THE EXERCISE:
In the records below, find the line that contains "whisker in the photo above.". Retype that line and all the lines after it through the end, leaving out the pictures.

DATA FOR THIS TASK:

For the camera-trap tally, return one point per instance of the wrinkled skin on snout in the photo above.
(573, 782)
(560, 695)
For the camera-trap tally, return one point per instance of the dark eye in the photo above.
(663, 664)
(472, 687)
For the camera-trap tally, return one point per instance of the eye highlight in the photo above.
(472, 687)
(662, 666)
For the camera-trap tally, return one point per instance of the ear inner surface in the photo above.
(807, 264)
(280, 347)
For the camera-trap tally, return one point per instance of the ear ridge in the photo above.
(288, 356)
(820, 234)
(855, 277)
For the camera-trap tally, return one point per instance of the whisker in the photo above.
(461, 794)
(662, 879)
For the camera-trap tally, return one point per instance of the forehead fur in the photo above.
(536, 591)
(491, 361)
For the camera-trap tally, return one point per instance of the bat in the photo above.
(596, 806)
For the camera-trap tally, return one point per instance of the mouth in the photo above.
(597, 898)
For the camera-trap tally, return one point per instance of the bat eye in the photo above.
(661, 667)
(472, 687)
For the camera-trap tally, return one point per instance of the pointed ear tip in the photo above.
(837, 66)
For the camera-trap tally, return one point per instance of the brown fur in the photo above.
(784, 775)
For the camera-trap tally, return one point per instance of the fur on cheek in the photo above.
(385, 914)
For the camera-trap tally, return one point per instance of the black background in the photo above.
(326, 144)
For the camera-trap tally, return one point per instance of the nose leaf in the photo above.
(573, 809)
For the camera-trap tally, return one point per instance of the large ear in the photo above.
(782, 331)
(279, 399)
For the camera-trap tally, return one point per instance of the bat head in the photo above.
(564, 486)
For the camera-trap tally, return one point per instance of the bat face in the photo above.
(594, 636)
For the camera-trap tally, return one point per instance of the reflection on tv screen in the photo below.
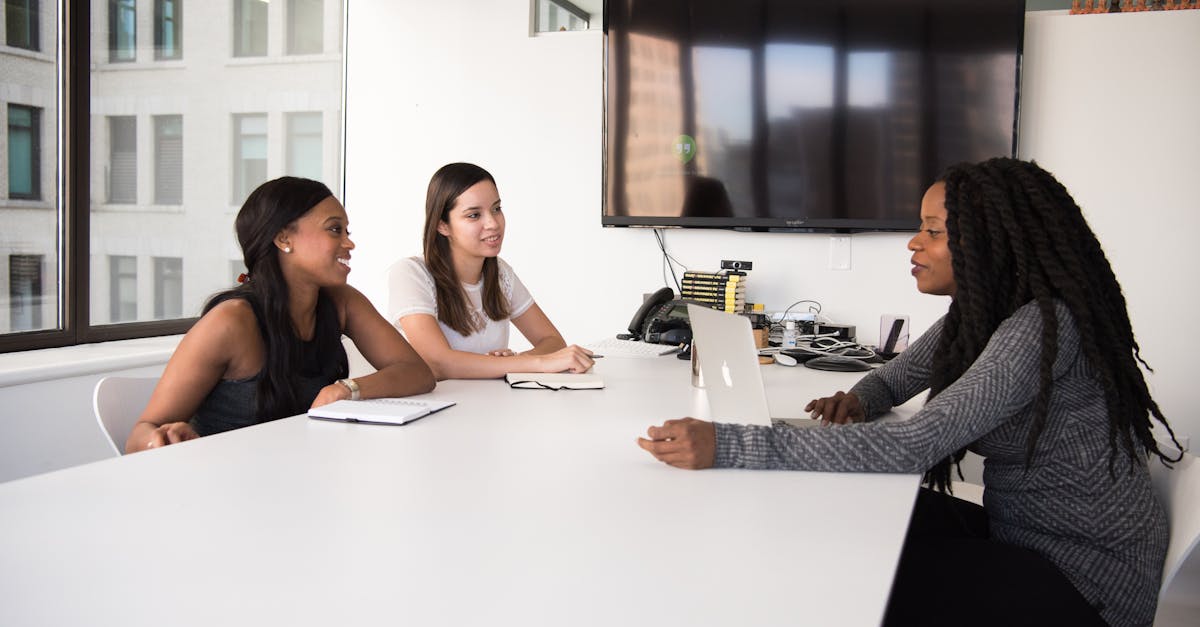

EXERCISE RESULT:
For the camera-trap tally, return one point per instance of the whisker in the photo above.
(461, 794)
(662, 879)
For the camera-trap tally, return one point per instance of the forehead fur in the photo above.
(536, 591)
(491, 361)
For the camera-trap tally, return one point per instance of the bat in the photo above.
(596, 806)
For the camera-trap tally, return one point per instance of the mouth in the photo above.
(597, 898)
For the camera-trap tally, return one point per instance of the bat eye in the photo above.
(661, 667)
(472, 687)
For the camera-trap tally, return one point per instance of the pointed ear tip in the photo above.
(837, 66)
For the camera-trap tally, return one point per instance of the brown fur in the photo above.
(784, 775)
For the camera-trap tally, return one point per instance of the fur on cheek in the photo above.
(385, 914)
For the camera-trap tally, return one point per instance of the black background in the photo above.
(326, 144)
For the camera-trap tally, return one point per instance of the nose leaf in the photo above.
(573, 809)
For the camera-trap tally, return one point per instance of the large ear in the photo above.
(782, 331)
(279, 399)
For the camera-trap tally, return one point per instance of the bat head in the photo above.
(564, 486)
For the camera-trap tally, return one point per instance of the bat face in the photo above.
(594, 636)
For the camera-trap tally, return one point per instance of the reflection on tv screen in the photo below.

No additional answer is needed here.